### [SOURCE TEXT]
============================================================

European Union is one of the most economically stable regions in the world. Inflation is usually low, so are the bank rates. Some of the banks even charge fees for depositing the euro. But coronavirus changed the game. Now, the European central bank needs to act to support the rapidly changing economy. This article will analyze the possible scenarios for the EU, and what's more important, look at the charts. There is a lot to see, let's go!
ECB actions and market reaction
President Christine Lagarde's press conference fell quite clearly on the hawkish side on February 3. While there were no changes in the ECB's action, the comments during the press conference were interesting. As expected, all monetary policy instruments were left unchanged.
The ECB still expects a strong economic recovery and points to strong labor market developments over the coming months. At the same time, the risks to the economic outlook were still labeled as "broadly balanced," but the ECB stressed more downside factors than it has previously. Regarding the inflation assessment, the ECB spoke less about the expected inflation trajectory. Even more interestingly, the ECB reintroduced the phrase that "risks to the inflation outlook are tilted to the upside for the first time in years." This risk assessment had disappeared from the ECB's introductory statements when quantitative easing (QE) was started.

============================================================

### [TASKS TO CARRY OUT]
A. In the text on the European Central Bank, on what date did Christine Lagarde hold the press conference it discusses?
B. Write the next part of the text on the European Central Bank, starting after its last sentence.
The records have no connection to the text about the European Central Bank.

============================================================

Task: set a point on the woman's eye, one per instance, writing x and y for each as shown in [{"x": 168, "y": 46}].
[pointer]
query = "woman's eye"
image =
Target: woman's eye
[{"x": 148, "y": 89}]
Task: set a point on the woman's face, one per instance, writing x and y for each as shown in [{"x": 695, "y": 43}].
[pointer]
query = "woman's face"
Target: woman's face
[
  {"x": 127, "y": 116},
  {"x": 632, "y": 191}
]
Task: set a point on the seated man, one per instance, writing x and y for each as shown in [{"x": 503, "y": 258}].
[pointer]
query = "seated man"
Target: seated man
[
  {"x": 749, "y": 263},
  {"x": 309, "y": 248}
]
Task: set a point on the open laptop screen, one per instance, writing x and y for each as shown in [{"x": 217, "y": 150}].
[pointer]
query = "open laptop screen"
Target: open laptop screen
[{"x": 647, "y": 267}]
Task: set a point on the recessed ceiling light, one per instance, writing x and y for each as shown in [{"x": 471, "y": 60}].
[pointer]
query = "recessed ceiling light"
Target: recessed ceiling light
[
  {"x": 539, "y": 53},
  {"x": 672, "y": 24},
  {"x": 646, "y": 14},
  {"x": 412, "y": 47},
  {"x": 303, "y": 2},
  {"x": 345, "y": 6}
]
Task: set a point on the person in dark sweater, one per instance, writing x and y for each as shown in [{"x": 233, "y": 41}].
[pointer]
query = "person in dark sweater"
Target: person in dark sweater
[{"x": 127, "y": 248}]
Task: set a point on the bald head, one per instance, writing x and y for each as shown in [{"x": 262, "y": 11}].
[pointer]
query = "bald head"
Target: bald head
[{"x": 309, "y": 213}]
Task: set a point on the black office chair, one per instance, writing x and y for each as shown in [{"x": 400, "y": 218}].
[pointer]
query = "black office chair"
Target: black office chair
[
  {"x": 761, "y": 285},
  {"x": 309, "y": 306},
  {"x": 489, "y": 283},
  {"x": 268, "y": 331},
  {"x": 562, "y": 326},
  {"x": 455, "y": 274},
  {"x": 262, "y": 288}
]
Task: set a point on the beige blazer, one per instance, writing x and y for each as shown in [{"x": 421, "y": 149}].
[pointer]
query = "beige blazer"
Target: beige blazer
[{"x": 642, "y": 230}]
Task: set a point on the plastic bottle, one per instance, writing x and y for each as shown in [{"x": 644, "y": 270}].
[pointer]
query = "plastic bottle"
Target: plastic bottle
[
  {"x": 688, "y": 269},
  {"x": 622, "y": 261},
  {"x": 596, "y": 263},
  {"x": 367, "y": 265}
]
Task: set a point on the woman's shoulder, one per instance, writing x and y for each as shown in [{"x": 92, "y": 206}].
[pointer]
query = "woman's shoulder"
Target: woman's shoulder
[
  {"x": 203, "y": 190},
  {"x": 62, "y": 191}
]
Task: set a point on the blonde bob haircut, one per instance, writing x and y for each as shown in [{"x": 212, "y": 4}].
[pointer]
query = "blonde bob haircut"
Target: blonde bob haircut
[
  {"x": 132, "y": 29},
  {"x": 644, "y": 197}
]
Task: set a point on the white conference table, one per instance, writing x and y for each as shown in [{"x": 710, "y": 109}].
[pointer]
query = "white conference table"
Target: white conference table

============================================================

### [RESULTS OF THE EXERCISE]
A. February 3.

B.
No one could have seriously expected the ECB to act today as there is simply nothing the ECB can do to bring down inflation immediately. But now, the market has a clearer view of the bank's plans. This year, Lagarde opened the door to a speeding up of asset purchase reductions and a rate hike. Considering all this and assuming that energy prices do not drive over the next four weeks, we expect the ECB to speed up the reduction of net asset purchases and bring them to an end in September. It will allow the ECB to hike the deposit rate at least once before the end of the year.
EUR vs. USD, JPY, and GBP
The support at 1.1180 got cleared, and bullish divergence on the RSI has formed. From now on, the euro looks strong against the dollar. We expect the pair to consolidate between 1.1300 and 1.1500 before the further surge.
EUR/USD daily chart
Resistance: 1.1500; 1.1680; 1.1900
Support: 1.1300; 1.1120
We see the reaction to round 132.00 round number in EUR/JPY. A pullback to 200-daily MA should happen before any growth.
EUR/JPY daily chart
Resistance: 132.00; 133.30
Support: 130.50; 130.00; 128.40
The same goes for EUR/GBP. Robust bullish momentum will slow down as the market decides the next movement. So a 0.8422 is a sweet zone for buy orders.
EUR/GBP JPY daily chart
Resistance: 0.8500; 0.8600
Support: 0.8422; 0.8380
To sum up, the euro skyrocketed a little bit too much and needs a minor correction. But overall, we expect EUR to rise in a matter of weeks.